Work instruction:
Nothing in the records may be left out or reworded; return them exactly.

Content starts

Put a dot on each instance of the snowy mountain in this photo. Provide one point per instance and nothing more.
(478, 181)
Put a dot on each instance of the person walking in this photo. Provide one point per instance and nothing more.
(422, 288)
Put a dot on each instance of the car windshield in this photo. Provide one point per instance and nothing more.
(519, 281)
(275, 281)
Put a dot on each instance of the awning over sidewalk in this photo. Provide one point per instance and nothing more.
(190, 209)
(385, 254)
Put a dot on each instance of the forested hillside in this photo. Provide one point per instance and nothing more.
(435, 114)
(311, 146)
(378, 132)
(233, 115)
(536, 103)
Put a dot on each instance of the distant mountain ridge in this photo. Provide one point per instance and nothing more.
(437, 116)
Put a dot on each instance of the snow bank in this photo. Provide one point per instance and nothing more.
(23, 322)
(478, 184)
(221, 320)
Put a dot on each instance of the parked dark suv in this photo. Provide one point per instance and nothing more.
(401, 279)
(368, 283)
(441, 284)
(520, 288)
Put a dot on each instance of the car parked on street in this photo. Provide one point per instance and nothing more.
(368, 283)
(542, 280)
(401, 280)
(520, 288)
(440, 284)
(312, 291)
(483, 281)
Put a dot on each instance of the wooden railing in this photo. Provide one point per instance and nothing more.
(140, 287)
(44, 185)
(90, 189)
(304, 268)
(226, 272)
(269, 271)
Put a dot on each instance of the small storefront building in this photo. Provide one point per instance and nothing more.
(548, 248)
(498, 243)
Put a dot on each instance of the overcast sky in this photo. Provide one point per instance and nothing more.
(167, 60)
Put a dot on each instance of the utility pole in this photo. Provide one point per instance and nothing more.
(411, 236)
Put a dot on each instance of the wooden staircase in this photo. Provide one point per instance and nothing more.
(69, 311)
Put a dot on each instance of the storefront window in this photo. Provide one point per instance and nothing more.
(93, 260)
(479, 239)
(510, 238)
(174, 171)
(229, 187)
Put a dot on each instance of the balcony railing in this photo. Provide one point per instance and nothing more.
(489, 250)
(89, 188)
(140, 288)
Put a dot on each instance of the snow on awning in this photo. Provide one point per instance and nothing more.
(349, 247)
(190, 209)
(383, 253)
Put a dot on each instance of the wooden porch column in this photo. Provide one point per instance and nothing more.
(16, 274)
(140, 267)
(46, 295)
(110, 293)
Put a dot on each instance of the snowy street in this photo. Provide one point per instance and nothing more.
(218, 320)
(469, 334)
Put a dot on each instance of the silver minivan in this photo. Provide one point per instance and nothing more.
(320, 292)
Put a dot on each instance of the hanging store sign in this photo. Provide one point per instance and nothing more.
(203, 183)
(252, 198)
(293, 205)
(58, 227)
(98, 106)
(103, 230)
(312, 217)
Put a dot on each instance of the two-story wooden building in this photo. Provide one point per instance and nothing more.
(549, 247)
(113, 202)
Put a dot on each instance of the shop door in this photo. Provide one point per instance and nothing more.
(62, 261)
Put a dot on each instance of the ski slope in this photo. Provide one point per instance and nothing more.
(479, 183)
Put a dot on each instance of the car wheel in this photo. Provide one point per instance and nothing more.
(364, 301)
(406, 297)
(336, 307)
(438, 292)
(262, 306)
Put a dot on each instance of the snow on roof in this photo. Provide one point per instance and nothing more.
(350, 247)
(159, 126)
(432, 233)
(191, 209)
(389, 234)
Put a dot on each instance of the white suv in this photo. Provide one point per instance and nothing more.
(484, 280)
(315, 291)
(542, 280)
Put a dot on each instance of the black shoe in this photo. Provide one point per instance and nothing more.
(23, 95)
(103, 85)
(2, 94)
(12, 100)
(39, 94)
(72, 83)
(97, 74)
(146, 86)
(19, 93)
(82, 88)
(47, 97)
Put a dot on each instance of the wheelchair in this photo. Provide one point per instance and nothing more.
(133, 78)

Content ends

Answer to the exercise:
Put a dot on each instance of the snowy mountain in this photo. Provide one point per instance and nothing more.
(478, 181)
Put a dot on each instance of the person walking in this photo. Provide one point per instance and nothing more.
(422, 288)
Put a dot on each instance of the car windshield in this photo. Provide one point per instance and nothing more.
(519, 281)
(275, 281)
Put a dot on each instance of the awning over sidewalk in this photo. Provide one point per instance and nothing more.
(190, 209)
(385, 254)
Put a dot on each instance of the forested hillside in this photo. Provide one point per instance and nothing more.
(435, 114)
(311, 146)
(378, 132)
(233, 115)
(536, 103)
Put a dot on each instance of the distant mountain ridge in this photo. Provide one point per instance and nothing more.
(437, 116)
Put a dot on each instance of the snow bank in this photo. Provide one point per instance and nothing more.
(23, 322)
(478, 184)
(221, 320)
Put a dot on each instance of the parked dark suv in this photo. Provide one point per instance and nothing more.
(401, 279)
(368, 283)
(441, 284)
(520, 288)
Put a dot on each instance of the car parked on street in this photo. Provide one point per instance and nothing more.
(368, 283)
(542, 280)
(401, 280)
(520, 288)
(440, 284)
(312, 291)
(483, 281)
Put a dot on each instance of the wooden railing in this photo. Provide one point per instance and nothing more.
(140, 287)
(44, 185)
(90, 189)
(304, 268)
(226, 272)
(269, 271)
Put a dot on each instance of the small storefront building in this photo. Provide one point per instance and nothing more.
(548, 248)
(498, 243)
Put a dot on each instance of the overcast sky in this photo. Provide one point per instance and nothing more.
(167, 60)
Put a dot on each instance of the utility pole in this photo. Provide one point per instance and nothing more.
(411, 236)
Put a dot on each instance of the wooden staircase in this photo. Provide one point per instance and nothing more.
(69, 311)
Put a dot on each instance of the storefront window in this photo. Provide one point per instance and nothing more.
(93, 260)
(479, 239)
(510, 238)
(174, 171)
(229, 187)
Put a dot on each instance of the balcony railing in this photo. Provide one point per instance and nothing more.
(489, 250)
(89, 188)
(140, 288)
Put a dot on each instance of the snow on awning in this photo. Provide one point per instance and nothing more.
(349, 247)
(190, 209)
(383, 253)
Put a dot on each instance of the wooden porch column in this photo. Provide one point per instance and nothing more.
(16, 274)
(140, 267)
(46, 295)
(110, 293)
Put a dot on each instance of the snowy street in this photo. Provide one point per instance and nothing more.
(218, 320)
(469, 334)
Put a dot on each instance of the silver minivan in this photo. Provide one point per instance and nothing more.
(320, 292)
Put a dot on each instance of the hanging store sign in this photo. Provide one point per instance and nothing more.
(203, 183)
(252, 198)
(293, 205)
(58, 227)
(98, 106)
(103, 230)
(312, 217)
Put a dot on each instance of the two-story wooden building in this photo. Provide one point per instance and nothing more.
(549, 247)
(113, 202)
Put a dot on each instance of the shop door in this photo. Provide one point per instance and nothing more.
(62, 261)
Put a dot on each instance of the ski slope in this photo. Provide one point per instance and nothing more.
(479, 183)
Put a dot on each instance of the car wheel in this photo. Provide one point per instance and nothing more.
(364, 301)
(406, 297)
(336, 307)
(438, 292)
(262, 306)
Put a dot on each instance of the snow on roof in this photo. Provide one point per instance and nothing more.
(350, 247)
(159, 126)
(432, 233)
(191, 209)
(389, 234)
Put a dot on each instance of the white suv in this photo. Provide one point per instance and nothing more.
(484, 280)
(315, 291)
(542, 280)
Put a dot on each instance of the black shoe in this photo. Provide one point per instance and nothing more.
(23, 95)
(103, 85)
(2, 94)
(12, 100)
(39, 94)
(72, 83)
(97, 74)
(146, 86)
(19, 93)
(82, 88)
(47, 97)
Put a dot on each instance of the wheelchair in this photo. Provide one point per instance and nothing more.
(133, 78)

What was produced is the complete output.